◆ WORK TASK ◆
In the records below, find the line that contains "Please put a point on the puppy's muzzle", then transcribe it and every later line exactly, stopping at the final line.

◆ PROVIDED ENTRIES ◆
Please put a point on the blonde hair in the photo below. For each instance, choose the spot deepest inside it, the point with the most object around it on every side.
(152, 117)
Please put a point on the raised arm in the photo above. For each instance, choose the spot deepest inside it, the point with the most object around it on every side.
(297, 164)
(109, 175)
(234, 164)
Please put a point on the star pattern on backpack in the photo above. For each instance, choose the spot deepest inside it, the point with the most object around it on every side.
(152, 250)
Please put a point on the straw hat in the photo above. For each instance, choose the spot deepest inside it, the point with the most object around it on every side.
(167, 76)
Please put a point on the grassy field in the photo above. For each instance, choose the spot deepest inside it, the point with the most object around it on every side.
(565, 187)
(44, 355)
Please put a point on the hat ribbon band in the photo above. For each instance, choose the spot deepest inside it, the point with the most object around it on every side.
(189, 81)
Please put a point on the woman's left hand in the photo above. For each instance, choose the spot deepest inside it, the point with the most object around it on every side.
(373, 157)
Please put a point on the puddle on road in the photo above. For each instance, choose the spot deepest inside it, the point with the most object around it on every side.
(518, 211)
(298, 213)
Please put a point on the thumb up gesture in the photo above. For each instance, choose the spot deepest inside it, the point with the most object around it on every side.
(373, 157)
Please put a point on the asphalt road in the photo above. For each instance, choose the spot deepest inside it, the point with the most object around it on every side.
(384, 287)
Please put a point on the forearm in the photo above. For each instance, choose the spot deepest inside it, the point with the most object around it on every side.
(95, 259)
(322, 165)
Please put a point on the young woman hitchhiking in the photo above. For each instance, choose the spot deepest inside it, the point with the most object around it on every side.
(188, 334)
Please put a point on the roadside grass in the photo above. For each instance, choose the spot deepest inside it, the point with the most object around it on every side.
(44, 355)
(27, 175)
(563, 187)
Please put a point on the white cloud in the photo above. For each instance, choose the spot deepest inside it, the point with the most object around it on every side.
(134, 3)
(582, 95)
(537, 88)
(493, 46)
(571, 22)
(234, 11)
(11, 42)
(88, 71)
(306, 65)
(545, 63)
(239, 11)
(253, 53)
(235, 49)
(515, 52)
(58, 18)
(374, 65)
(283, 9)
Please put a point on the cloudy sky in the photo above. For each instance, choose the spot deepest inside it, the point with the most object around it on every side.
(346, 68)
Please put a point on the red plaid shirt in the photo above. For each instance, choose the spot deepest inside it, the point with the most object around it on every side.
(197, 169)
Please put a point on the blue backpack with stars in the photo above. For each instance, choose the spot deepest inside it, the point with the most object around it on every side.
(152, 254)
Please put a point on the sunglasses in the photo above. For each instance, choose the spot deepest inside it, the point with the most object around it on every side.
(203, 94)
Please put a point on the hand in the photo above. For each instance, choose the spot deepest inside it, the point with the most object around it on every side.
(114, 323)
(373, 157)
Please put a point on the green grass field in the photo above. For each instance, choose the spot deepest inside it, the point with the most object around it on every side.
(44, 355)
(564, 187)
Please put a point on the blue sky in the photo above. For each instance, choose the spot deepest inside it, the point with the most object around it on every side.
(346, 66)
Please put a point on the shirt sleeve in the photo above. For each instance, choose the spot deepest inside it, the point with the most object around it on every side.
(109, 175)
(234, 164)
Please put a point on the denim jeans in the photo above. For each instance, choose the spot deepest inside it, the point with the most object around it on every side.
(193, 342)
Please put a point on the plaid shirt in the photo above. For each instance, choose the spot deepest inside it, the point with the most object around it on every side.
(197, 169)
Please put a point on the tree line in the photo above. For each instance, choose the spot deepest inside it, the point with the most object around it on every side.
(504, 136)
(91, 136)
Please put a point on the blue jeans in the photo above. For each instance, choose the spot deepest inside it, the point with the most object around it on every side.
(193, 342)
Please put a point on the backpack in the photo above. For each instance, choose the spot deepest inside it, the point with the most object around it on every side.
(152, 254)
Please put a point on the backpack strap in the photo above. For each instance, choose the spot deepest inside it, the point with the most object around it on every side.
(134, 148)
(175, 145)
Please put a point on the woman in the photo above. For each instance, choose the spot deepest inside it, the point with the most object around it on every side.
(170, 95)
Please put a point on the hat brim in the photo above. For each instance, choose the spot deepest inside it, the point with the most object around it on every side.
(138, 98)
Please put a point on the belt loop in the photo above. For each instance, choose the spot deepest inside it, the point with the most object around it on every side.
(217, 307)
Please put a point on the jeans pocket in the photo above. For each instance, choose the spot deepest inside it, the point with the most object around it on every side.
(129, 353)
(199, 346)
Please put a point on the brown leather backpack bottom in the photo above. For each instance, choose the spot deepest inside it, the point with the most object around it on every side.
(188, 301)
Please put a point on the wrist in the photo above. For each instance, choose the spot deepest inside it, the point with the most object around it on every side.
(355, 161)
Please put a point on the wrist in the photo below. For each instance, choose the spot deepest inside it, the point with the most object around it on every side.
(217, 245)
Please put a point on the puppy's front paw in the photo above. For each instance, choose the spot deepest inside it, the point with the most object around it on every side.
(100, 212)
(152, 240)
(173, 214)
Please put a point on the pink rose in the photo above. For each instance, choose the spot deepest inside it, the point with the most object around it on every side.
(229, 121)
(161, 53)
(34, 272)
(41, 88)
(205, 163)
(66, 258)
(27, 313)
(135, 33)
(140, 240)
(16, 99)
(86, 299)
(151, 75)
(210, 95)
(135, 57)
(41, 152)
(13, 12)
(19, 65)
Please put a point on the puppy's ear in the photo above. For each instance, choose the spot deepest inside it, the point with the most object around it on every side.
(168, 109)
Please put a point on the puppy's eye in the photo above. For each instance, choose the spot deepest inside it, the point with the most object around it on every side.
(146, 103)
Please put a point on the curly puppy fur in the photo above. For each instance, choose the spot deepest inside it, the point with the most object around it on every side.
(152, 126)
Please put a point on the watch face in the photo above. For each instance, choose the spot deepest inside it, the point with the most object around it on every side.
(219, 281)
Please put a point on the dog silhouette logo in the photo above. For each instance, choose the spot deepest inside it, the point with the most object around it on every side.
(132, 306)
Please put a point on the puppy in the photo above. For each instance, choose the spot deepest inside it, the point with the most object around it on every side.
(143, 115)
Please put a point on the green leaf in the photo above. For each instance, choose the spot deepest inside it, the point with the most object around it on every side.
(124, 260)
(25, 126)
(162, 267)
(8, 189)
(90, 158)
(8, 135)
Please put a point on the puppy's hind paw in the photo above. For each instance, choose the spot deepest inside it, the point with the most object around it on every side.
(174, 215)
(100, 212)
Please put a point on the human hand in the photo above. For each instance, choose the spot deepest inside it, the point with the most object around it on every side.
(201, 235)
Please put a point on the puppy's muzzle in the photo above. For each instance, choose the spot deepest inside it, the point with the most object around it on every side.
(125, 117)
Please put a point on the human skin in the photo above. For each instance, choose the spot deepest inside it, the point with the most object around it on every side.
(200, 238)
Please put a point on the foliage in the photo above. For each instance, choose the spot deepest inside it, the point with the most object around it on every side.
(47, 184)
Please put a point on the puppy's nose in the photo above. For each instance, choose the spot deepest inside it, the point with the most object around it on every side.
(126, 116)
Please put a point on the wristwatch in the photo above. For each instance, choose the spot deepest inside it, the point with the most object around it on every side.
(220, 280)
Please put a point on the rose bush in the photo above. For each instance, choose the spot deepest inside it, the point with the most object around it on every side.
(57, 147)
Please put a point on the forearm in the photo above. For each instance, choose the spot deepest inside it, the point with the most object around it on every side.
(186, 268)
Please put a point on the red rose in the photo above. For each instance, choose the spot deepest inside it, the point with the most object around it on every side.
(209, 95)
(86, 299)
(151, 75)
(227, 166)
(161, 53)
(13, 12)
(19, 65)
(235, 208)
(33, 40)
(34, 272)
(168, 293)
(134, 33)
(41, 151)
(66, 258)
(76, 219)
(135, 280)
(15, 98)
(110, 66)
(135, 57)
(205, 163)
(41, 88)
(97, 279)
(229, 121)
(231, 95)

◆ EXERCISE OUTPUT ◆
Please put a point on the puppy's muzzle in the photo above. For each instance, choose the spot deepest inside it, the point with the most object around it on every side.
(125, 117)
Please put a point on the human skin in the photo above. For each instance, choose the spot deepest inside it, the point with the most object around it on every side.
(200, 238)
Please put a point on the foliage in the photo above. For each instance, choose the spot deepest inside it, the point with the most object around it on every side.
(47, 184)
Please put a point on the puppy's nose in the photo above. For each instance, choose the spot deepest inside it, the point with the most object around it on every side.
(126, 116)
Please put a point on the wristwatch in the photo above. For each instance, choose the spot deepest inside it, the point with the most object around it on every side.
(220, 280)
Please put a point on the rose bush in the photo above. For each instance, choose the spot deepest inside it, the point with the most object around it on every side.
(57, 147)
Please put a point on the forearm in the photo above. For each instance, choose the spot deepest inside it, the point with the most object around it on every side.
(186, 268)
Please put a point on the red rose in the photo above. For each instance, choose the spot deepest inside it, the point with the most object around it on every side.
(209, 95)
(86, 299)
(151, 75)
(227, 166)
(161, 53)
(13, 12)
(19, 65)
(235, 208)
(33, 40)
(34, 272)
(168, 293)
(134, 33)
(41, 151)
(66, 258)
(76, 219)
(135, 280)
(15, 98)
(110, 66)
(135, 57)
(205, 163)
(41, 88)
(97, 279)
(229, 121)
(231, 95)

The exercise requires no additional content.